18/10/2022

Hotel Samba in Lloret de Mar celebrates its tenth anniversary as an ICRA test laboratory dedicated to evaluating innovative water-saving technologies.

- The aim of the research is to ensure that tourism activity requires less drinking water, a scarce commodity that is currently wasted.

- The Catalan Institute for Water Research (ICRA) has implemented four projects to improve water management with more efficient technologies.

- The Hotel Samba in Lloret de Mar, where the research projects are being carried out, was already a pioneer in Europe in sustainable practices.

In an increasingly touristy Mediterranean, improving water management is essential. Ten years ago, the Catalan Institute for Water Research (ICRA) started a pioneering initiative to help improve water management in the tourism sector, based on the idea that only if it is sustainable can tourism continue to be one of the country's main economic activities.

 

Saving water and saving tourism

According to ICRA, water consumption per tourist is up to four times higher than that of a permanent resident, since indirect consumption is also taken into account: swimming pools, gardens, golf courses, spas, etc. Undoubtedly, tourist activities in the Mediterranean are a stressor for water resources, especially in the summer months.

§ RECORDED INFORMATION
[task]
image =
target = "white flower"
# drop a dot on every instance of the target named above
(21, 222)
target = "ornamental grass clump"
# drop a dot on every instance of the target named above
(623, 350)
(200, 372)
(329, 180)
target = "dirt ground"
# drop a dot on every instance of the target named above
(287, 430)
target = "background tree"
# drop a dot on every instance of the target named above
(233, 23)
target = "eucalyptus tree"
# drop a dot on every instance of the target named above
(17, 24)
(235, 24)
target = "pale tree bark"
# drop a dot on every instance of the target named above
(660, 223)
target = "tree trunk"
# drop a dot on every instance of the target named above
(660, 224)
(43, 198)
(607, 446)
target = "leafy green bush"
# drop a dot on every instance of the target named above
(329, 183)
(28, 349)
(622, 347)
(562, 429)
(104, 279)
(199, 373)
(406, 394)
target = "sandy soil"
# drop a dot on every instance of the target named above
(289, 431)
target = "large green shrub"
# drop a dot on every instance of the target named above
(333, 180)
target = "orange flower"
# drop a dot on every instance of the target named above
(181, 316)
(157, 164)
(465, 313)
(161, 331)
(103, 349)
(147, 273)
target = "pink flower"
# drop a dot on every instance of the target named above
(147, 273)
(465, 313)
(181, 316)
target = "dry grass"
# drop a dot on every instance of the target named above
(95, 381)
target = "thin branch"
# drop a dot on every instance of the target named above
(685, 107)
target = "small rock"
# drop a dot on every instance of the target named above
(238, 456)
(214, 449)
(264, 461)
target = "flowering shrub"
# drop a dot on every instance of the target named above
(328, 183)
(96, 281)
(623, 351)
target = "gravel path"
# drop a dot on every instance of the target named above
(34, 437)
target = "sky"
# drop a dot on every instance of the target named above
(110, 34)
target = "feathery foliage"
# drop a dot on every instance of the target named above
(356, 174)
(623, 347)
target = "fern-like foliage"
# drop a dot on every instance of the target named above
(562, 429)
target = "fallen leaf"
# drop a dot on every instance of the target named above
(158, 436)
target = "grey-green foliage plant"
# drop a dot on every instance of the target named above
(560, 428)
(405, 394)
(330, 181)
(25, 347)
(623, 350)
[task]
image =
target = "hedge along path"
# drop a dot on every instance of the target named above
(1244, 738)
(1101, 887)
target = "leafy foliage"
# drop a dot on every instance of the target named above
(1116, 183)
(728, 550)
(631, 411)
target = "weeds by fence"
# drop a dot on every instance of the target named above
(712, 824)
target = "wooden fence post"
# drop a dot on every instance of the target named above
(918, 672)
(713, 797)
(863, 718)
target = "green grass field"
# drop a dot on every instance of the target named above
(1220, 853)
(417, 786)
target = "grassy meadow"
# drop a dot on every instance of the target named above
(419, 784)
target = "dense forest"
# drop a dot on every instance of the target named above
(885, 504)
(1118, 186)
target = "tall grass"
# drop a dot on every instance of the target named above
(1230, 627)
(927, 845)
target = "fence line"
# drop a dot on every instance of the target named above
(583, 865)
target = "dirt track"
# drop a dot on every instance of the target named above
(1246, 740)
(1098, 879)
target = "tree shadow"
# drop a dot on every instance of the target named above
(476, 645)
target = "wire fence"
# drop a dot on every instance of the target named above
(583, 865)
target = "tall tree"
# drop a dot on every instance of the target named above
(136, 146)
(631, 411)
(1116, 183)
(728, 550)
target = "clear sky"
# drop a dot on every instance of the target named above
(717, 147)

§ LIST OF TASKS
A: Reproduce the Hotel Samba article from "In an increasingly" up to and including "the summer months.".
B: Continue the Hotel Samba article from the point where it stops.
The data has nothing to do with the Hotel Samba article.

§ RESULTS OF THE EXERCISE
A:
In an increasingly touristy Mediterranean, improving water management is essential. Ten years ago, the Catalan Institute for Water Research (ICRA) started a pioneering initiative to help improve water management in the tourism sector, based on the idea that only if it is sustainable can tourism continue to be one of the country's main economic activities.

 

Saving water and saving tourism

According to ICRA, water consumption per tourist is up to four times higher than that of a permanent resident, since indirect consumption is also taken into account: swimming pools, gardens, golf courses, spas, etc. Undoubtedly, tourist activities in the Mediterranean are a stressor for water resources, especially in the summer months.

B:
In order to ensure that tourism activities require less drinking water, a scarce resource, ICRA has carried out a series of research projects in the field over the last 10 years, in real facilities open to the public. The hotel that decided to collaborate in the project was the Samba, a resort with a swimming pool built in 1972 with 433 rooms, a restaurant and 7,252 m² of green areas. Located in Lloret de Mar, the three-star Hotel Samba had already been the first in Europe to obtain ISO 14001 (1997) and EMAS (1998) certificates for its good practices in water optimization, home automation in meters, LED lighting, recycling and waste management, among other sustainable habits.

 

A pioneering hotel in gray water separation

In fact, the hotel has had a gray water separation system in place since 1998. The water generated in bathtubs and toilets is collected in a tank to be treated and reused in toilet cisterns, and up to 15,000 m³ per year is reused. This is an ecologically sustainable practice (it reduces the demand for drinking water) and economically sustainable (it represents a significant saving on water bills). The Hotel Samba was an example of water management in tourist accommodations in the area. Even so, the projects carried out by the ICRA have shown that it is still possible to go further in the use of water.

 

The four ICRA projects at the Samba hotel

The first to be implemented at this tourist facility was the European project demEAUmed. Its aim was to create an optimal and safe closed water cycle through innovative integrated technologies. For this project, the vertECO system (from the Austrian company Alchemia-nova) was installed on the hotel's bar terrace.

This system, which is currently still installed in the hotel, is a wetland where different interactions occur between water, plants and the supporting medium. The vertECO wetland has the capacity to purify greywater and has shown a very good performance for its treatment, which can be reused to irrigate the hotel's green areas or for the laundry.

The three-year demEAUmed project, with 15 partners from seven countries, integrated eight leading technologies for the treatment and reuse of the different wastewater streams generated in the hotel (toilet water, laundry, showers, swimming pool, etc.), together with advanced monitoring of water quality and consumption parameters.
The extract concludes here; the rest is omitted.